**** Records provided ****

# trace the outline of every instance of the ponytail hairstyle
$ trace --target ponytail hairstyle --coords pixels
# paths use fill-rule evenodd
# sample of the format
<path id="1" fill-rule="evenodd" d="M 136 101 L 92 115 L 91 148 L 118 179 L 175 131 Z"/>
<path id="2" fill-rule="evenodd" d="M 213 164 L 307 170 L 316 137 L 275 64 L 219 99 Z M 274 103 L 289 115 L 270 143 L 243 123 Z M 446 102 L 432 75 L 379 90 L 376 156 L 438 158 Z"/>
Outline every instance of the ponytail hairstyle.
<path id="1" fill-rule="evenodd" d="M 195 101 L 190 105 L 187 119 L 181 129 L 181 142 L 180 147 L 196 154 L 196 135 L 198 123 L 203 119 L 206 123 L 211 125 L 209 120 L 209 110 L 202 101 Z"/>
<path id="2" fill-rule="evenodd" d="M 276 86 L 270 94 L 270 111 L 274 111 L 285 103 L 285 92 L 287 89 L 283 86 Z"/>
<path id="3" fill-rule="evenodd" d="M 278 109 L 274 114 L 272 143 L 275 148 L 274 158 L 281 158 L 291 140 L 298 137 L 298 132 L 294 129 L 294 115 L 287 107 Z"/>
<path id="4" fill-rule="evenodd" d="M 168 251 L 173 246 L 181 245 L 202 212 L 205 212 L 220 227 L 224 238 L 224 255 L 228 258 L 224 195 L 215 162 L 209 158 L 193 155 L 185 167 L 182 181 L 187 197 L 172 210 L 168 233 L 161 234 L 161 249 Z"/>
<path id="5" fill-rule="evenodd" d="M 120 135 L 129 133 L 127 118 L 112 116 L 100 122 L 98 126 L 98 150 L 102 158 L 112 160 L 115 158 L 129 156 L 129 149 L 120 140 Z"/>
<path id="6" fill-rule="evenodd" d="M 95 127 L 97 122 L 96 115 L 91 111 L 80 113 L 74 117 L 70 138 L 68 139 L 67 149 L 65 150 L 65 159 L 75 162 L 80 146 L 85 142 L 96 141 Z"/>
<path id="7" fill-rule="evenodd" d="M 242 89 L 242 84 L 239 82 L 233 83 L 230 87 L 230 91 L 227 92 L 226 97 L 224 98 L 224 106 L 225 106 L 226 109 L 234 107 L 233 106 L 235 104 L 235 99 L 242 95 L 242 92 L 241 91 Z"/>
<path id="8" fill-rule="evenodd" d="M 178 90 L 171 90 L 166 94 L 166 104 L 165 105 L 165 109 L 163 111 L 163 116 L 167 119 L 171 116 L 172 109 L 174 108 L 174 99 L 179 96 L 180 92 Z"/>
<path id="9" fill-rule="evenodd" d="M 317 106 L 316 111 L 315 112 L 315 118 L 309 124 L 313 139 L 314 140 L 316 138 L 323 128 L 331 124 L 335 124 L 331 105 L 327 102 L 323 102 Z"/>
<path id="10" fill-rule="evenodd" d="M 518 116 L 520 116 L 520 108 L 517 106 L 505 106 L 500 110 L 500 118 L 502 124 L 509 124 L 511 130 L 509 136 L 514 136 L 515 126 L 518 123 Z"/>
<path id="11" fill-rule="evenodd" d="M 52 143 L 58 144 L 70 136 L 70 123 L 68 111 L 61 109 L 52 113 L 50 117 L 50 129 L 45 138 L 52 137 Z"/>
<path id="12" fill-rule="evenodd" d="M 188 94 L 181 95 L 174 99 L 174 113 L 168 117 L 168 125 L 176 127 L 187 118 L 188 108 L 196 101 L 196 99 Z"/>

****

• Given exercise:
Recast every line of the listing above as a numbered list, one line per item, and drop any blank lines.

• The output:
1. # trace the outline of every instance of the ponytail hairstyle
2. $ trace --target ponytail hairstyle --coords pixels
3. # paths use fill-rule evenodd
4. # sample of the format
5. <path id="1" fill-rule="evenodd" d="M 136 101 L 92 115 L 91 148 L 118 179 L 175 131 Z"/>
6. <path id="2" fill-rule="evenodd" d="M 213 164 L 307 170 L 316 137 L 275 64 L 219 99 Z M 274 103 L 289 115 L 270 143 L 243 123 Z M 446 102 L 432 75 L 379 90 L 376 156 L 438 158 Z"/>
7. Outline every instance of the ponytail hairstyle.
8. <path id="1" fill-rule="evenodd" d="M 195 101 L 190 105 L 187 119 L 181 129 L 181 142 L 180 147 L 196 154 L 196 135 L 198 123 L 203 119 L 206 123 L 211 125 L 209 120 L 209 110 L 202 101 Z"/>
9. <path id="2" fill-rule="evenodd" d="M 276 86 L 270 94 L 270 111 L 274 111 L 285 103 L 285 92 L 287 89 L 283 86 Z"/>
10. <path id="3" fill-rule="evenodd" d="M 278 109 L 274 114 L 272 143 L 275 148 L 274 158 L 281 158 L 291 140 L 298 137 L 298 132 L 294 129 L 294 115 L 287 107 Z"/>
11. <path id="4" fill-rule="evenodd" d="M 168 251 L 173 246 L 181 245 L 202 212 L 205 212 L 220 227 L 224 238 L 224 255 L 228 258 L 224 195 L 215 162 L 209 158 L 193 155 L 185 167 L 182 181 L 187 197 L 172 210 L 168 233 L 161 234 L 161 249 Z"/>
12. <path id="5" fill-rule="evenodd" d="M 120 135 L 129 133 L 127 118 L 112 116 L 100 122 L 98 126 L 98 150 L 102 158 L 112 160 L 115 158 L 129 156 L 129 149 L 120 140 Z"/>
13. <path id="6" fill-rule="evenodd" d="M 95 127 L 97 122 L 96 115 L 91 111 L 80 113 L 74 117 L 70 138 L 68 139 L 67 149 L 65 150 L 65 159 L 75 162 L 80 146 L 85 142 L 96 141 Z"/>
14. <path id="7" fill-rule="evenodd" d="M 242 89 L 242 84 L 239 82 L 233 83 L 230 87 L 230 91 L 227 92 L 226 97 L 224 98 L 224 106 L 225 106 L 226 109 L 234 107 L 233 106 L 235 104 L 235 99 L 242 95 L 242 92 L 241 91 Z"/>
15. <path id="8" fill-rule="evenodd" d="M 178 90 L 171 90 L 166 94 L 166 104 L 165 105 L 165 109 L 163 111 L 163 116 L 167 119 L 171 116 L 172 109 L 174 108 L 174 99 L 179 96 L 180 92 Z"/>
16. <path id="9" fill-rule="evenodd" d="M 317 106 L 316 111 L 315 112 L 315 118 L 309 124 L 313 139 L 314 140 L 316 138 L 323 128 L 331 124 L 335 124 L 331 105 L 327 102 L 323 102 Z"/>
17. <path id="10" fill-rule="evenodd" d="M 518 116 L 520 116 L 520 108 L 517 106 L 505 106 L 500 110 L 500 118 L 502 124 L 509 124 L 511 130 L 509 136 L 514 136 L 515 126 L 518 123 Z"/>
18. <path id="11" fill-rule="evenodd" d="M 52 143 L 58 144 L 70 136 L 70 123 L 68 111 L 61 109 L 52 113 L 50 117 L 50 129 L 45 138 L 52 137 Z"/>
19. <path id="12" fill-rule="evenodd" d="M 188 94 L 181 95 L 174 99 L 174 113 L 168 117 L 168 125 L 176 127 L 187 118 L 188 108 L 196 101 L 196 99 Z"/>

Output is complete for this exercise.